Work to be completed
All entries below are to be set down again exactly as given.

The data
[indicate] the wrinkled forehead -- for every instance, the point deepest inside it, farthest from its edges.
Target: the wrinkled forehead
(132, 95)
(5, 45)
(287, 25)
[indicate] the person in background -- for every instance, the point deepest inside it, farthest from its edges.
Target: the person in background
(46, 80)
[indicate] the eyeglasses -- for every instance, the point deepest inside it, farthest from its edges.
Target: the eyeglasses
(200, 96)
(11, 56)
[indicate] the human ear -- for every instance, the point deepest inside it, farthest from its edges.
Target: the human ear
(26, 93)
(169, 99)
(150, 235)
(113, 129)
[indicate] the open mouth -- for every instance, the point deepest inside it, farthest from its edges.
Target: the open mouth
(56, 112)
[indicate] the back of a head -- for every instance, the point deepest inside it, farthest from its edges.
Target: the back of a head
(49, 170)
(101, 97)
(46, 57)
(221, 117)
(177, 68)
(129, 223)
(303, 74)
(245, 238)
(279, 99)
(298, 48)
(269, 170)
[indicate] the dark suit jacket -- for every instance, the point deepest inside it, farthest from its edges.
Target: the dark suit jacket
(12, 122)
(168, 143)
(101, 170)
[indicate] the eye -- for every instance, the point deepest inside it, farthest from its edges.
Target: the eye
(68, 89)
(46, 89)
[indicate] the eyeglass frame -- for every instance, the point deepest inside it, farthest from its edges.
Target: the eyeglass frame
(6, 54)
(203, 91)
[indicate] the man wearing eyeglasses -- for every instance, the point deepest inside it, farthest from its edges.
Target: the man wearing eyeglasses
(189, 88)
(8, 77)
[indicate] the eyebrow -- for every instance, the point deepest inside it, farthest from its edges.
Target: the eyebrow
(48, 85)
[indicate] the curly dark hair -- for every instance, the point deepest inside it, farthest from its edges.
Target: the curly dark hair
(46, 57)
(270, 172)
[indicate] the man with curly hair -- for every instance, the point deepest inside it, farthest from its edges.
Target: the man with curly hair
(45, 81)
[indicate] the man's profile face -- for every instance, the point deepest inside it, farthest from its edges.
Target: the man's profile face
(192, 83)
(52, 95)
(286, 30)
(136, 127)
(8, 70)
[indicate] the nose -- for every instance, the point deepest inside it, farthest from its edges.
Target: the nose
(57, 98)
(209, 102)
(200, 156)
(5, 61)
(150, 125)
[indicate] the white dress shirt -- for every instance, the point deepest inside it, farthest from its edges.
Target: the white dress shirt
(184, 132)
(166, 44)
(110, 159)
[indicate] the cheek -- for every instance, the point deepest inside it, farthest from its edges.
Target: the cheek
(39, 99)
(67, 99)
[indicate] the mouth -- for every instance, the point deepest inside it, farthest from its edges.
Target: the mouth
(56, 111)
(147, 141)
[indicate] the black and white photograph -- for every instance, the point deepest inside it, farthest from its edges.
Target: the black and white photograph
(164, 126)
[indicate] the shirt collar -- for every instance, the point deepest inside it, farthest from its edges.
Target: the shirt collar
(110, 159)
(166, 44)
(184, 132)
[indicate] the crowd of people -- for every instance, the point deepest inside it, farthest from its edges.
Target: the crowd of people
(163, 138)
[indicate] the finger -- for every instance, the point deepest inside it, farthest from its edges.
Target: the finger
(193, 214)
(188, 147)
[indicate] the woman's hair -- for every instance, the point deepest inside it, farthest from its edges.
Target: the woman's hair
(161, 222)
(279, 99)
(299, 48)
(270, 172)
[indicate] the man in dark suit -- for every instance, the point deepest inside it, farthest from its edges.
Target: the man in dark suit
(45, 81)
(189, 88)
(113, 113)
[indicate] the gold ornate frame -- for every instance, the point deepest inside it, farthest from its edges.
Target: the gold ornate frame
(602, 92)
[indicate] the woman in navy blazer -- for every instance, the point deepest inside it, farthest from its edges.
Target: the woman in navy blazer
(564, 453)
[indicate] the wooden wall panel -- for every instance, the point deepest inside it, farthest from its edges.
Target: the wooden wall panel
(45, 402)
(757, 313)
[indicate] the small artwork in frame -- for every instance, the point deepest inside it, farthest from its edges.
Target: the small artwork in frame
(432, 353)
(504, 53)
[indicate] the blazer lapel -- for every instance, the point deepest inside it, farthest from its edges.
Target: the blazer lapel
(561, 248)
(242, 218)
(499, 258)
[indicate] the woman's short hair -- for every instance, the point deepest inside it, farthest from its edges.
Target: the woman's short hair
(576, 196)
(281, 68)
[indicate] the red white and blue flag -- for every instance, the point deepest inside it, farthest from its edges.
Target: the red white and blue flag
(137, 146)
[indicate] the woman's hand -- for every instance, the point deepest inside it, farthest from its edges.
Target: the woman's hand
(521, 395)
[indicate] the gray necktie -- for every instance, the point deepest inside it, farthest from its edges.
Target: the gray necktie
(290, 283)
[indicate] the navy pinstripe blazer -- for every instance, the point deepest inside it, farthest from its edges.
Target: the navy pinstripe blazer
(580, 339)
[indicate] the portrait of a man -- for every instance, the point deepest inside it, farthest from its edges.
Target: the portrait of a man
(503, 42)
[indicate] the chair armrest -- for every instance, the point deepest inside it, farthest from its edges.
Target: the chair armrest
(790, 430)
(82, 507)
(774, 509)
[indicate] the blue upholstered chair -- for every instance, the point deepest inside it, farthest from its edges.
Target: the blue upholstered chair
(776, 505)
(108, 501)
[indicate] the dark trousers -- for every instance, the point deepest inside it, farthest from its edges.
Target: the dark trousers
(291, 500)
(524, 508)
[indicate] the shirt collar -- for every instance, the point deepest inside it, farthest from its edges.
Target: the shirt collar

Solution to this problem
[indicate] the wrinkled forehead -- for every instance, the point deepest inside it, farthest from its edges.
Target: the wrinkled forehead
(132, 95)
(5, 45)
(287, 25)
[indicate] the person in background -- for every instance, the point deepest inside it, farthest from its edges.
Target: the person in background
(46, 80)
[indicate] the eyeglasses -- for every instance, the point deepest inside it, farthest from its edges.
Target: the eyeglasses
(200, 96)
(11, 56)
[indicate] the human ear -- for every instance, the point deepest inside it, farthest from its edges.
Target: the human ear
(26, 93)
(169, 99)
(150, 235)
(113, 129)
[indicate] the open mouth -- for every instance, the point deepest inside it, farthest from its edges.
Target: the open mouth
(56, 112)
[indicate] the back of a head -- for every instance, the point deepest inside it, farthest from its edges.
Target: the back of a head
(49, 170)
(101, 97)
(46, 57)
(221, 117)
(177, 68)
(129, 223)
(303, 74)
(245, 238)
(279, 99)
(298, 48)
(269, 170)
[indicate] the dark suit jacket -- for every instance, the point deepest inside it, farthest from its edges.
Target: the dark suit jacket
(12, 122)
(168, 143)
(101, 170)
[indicate] the eye -- for every instance, the point deepest inside it, farthest from its edges.
Target: the eye
(68, 89)
(46, 89)
[indicate] the eyeglass frame -- for every instance, the point deepest inside it, farthest from its edges.
Target: the eyeglass frame
(6, 54)
(203, 91)
[indicate] the man wearing eyeglasses -- for every instance, the point deepest inside it, farthest from its edges.
Target: the man wearing eyeglasses
(189, 88)
(8, 77)
[indicate] the eyebrow -- for every instance, the point deepest inside it, farthest from its edges.
Target: the eyebrow
(48, 85)
[indicate] the curly dark hair -- for every instance, the point deepest inside it, farthest from its edges.
Target: the curly dark hair
(46, 57)
(270, 172)
[indicate] the man with curly hair -- for every instance, the point deepest inside it, farthest from its edges.
Target: the man with curly hair
(45, 81)
[indicate] the man's profile face -- for every instance, the point deepest inside it, farthest from its edges.
Target: the man's profile face
(192, 83)
(52, 95)
(286, 30)
(136, 127)
(8, 70)
[indicate] the nose -- for every instance, the point deepest inside it, farthest from its edges.
Target: the nose
(57, 98)
(209, 102)
(200, 156)
(5, 61)
(150, 125)
[indicate] the white dress shirt -- for every instance, the point deepest inside it, farthest from its edges.
Target: the white dress shirt
(184, 132)
(166, 44)
(110, 159)
[indicate] the cheek -- for every instance, the point deepest inside it, farthest from its edges.
Target: the cheek
(39, 99)
(67, 99)
[indicate] the mouth -- for every instance, the point deepest inside it, farthest from its edges.
Target: the mouth
(56, 111)
(147, 141)
[indicate] the black and white photograph -- for every instance, the point deepest inside it, farthest from its edges.
Target: the black and white photograph
(164, 126)
[indicate] the shirt collar -- for every instance, the point deepest inside it, farthest from its edges.
Target: the shirt collar
(110, 159)
(166, 44)
(184, 132)
[indicate] the crowd of people -- for every instance, the point deepest inside it, farthest from its edges.
Target: the crowd of people
(163, 138)
[indicate] the finger -- for every instance, the point deepest inside it, farthest from its edges.
Target: the finger
(193, 214)
(188, 147)
[indicate] the woman's hair -- for every instance, the point deepest inside it, farthest from its edges.
Target: the woman's hair
(161, 222)
(279, 99)
(299, 48)
(270, 172)
[indicate] the man in dark suit -- for every instance, the point deepest inside it, farthest from its edges.
Target: the man in dark suit
(45, 81)
(189, 88)
(113, 113)
[indicate] the gold ornate frame -- for every instance, the point deepest inside it, farthest from its edges.
Target: the gold ornate frame
(602, 92)
[indicate] the woman in navy blazer -- for every instance, the point deepest inside it, farthest from its edges.
Target: the woman in navy blazer
(564, 453)
[indicate] the wooden wall panel -- for every instance, the point deepest inside it, farthest from its edges.
Target: the wooden wall panel
(45, 402)
(757, 313)
[indicate] the small artwork in frame -- for every instance, the point deepest inside it, farthest from its edges.
Target: the small artwork in frame
(432, 353)
(504, 53)
[indicate] the blazer lapel -- for every instance, the point deepest inside it, farthest from its edges.
Target: the blazer lapel
(561, 248)
(242, 218)
(499, 258)
[indicate] the woman's short hair -- for every instance, the point deepest inside it, farthest from its edges.
Target: the woman's short hair
(576, 196)
(281, 68)
[indicate] the red white and blue flag -- for every instance, the point deepest inside it, farthest from its edges.
Target: the red white and blue flag
(137, 146)
[indicate] the woman's hand -- for every instance, the point deepest inside it, farthest from its edges.
Target: the woman's hand
(521, 395)
[indicate] the gray necktie -- for every instance, the point deepest inside it, farthest from its edges.
Target: the gray necktie
(290, 283)
[indicate] the navy pinstripe blazer -- for every instance, the point deepest inside it, farthest from its edges.
Target: the navy pinstripe blazer
(580, 339)
[indicate] the portrait of a man -- for every instance, the point deepest inside it, farthest from its edges.
Target: the portrait of a man
(503, 42)
[indicate] the chair armrest -- for every instance, the point deepest inside it, farthest from its edges.
Target: the chair armrest
(790, 430)
(82, 507)
(774, 509)
[indicate] the blue upholstered chair -- for every instance, the point deepest inside it, farthest from its edges.
Target: the blue upholstered chair
(776, 505)
(108, 501)
[indicate] the dark trousers -- for every instance, the point deepest inside it, farthest from its edges.
Target: the dark trousers
(291, 500)
(524, 508)
[indicate] the shirt collar -- for every instance, the point deepest inside it, farthest from its edges.
Target: the shirt collar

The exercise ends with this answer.